ASSIGNED TASK
Rewrite the listing, swapping "positive clicks" for "foreground clicks" and leaving everything else as it is.

Collected data
:::
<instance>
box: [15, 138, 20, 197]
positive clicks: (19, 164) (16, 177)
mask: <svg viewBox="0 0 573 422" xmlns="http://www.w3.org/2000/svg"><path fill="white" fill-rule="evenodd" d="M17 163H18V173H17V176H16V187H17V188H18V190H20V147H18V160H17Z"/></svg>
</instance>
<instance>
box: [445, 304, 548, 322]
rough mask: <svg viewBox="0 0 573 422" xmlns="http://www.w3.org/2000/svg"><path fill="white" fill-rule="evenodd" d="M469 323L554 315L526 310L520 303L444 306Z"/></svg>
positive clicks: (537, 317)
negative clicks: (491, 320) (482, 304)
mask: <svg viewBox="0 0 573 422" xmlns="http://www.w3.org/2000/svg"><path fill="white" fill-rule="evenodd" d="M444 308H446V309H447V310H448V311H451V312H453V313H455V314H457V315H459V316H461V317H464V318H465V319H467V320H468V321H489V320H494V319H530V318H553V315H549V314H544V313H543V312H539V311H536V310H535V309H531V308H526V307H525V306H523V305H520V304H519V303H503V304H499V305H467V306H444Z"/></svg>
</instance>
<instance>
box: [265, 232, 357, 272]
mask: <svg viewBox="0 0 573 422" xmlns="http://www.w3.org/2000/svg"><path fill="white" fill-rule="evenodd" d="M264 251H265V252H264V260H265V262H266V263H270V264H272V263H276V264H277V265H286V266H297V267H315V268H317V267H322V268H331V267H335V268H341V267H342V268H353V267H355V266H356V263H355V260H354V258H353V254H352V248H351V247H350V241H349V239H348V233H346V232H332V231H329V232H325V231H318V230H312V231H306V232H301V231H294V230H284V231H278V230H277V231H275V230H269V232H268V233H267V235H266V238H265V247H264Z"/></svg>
:::
ANSWER TO THIS TASK
<instance>
box: [15, 138, 20, 197]
foreground clicks: (19, 164) (16, 177)
mask: <svg viewBox="0 0 573 422" xmlns="http://www.w3.org/2000/svg"><path fill="white" fill-rule="evenodd" d="M17 163H18V173H17V176H16V187H17V188H18V190H20V147H18V160H17Z"/></svg>
</instance>
<instance>
box: [445, 304, 548, 322]
rough mask: <svg viewBox="0 0 573 422" xmlns="http://www.w3.org/2000/svg"><path fill="white" fill-rule="evenodd" d="M469 323L554 315L526 310L520 303L444 306Z"/></svg>
foreground clicks: (537, 317)
negative clicks: (491, 320) (482, 304)
mask: <svg viewBox="0 0 573 422" xmlns="http://www.w3.org/2000/svg"><path fill="white" fill-rule="evenodd" d="M444 308H446V309H447V310H448V311H451V312H453V313H455V314H457V315H459V316H461V317H464V318H465V319H467V320H468V321H489V320H494V319H530V318H553V315H549V314H544V313H543V312H539V311H536V310H535V309H531V308H526V307H525V306H523V305H520V304H519V303H503V304H499V305H467V306H444Z"/></svg>
</instance>
<instance>
box: [265, 232, 357, 272]
mask: <svg viewBox="0 0 573 422" xmlns="http://www.w3.org/2000/svg"><path fill="white" fill-rule="evenodd" d="M264 251H265V252H264V260H265V262H266V263H270V264H272V263H276V264H277V265H286V266H297V267H315V268H317V267H322V268H331V267H335V268H341V267H342V268H353V267H355V266H356V263H355V260H354V258H353V254H352V248H351V247H350V241H349V239H348V233H346V232H332V231H329V232H325V231H318V230H312V231H306V232H301V231H294V230H284V231H278V230H277V231H275V230H269V232H268V233H267V235H266V238H265V247H264Z"/></svg>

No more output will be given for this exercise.